OBJECTIVE - Rewrite the items below, replacing every "instance" with "occurrence" and leaving all other text unchanged.

EXTRACTED RECORDS -
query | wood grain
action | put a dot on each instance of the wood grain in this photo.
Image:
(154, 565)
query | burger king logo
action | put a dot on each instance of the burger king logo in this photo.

ANSWER IN FULL -
query | wood grain
action | put a dot on each occurrence of the wood grain in this photo.
Image:
(154, 565)
query | burger king logo
action | put a dot on each occurrence of the burger king logo in this photo.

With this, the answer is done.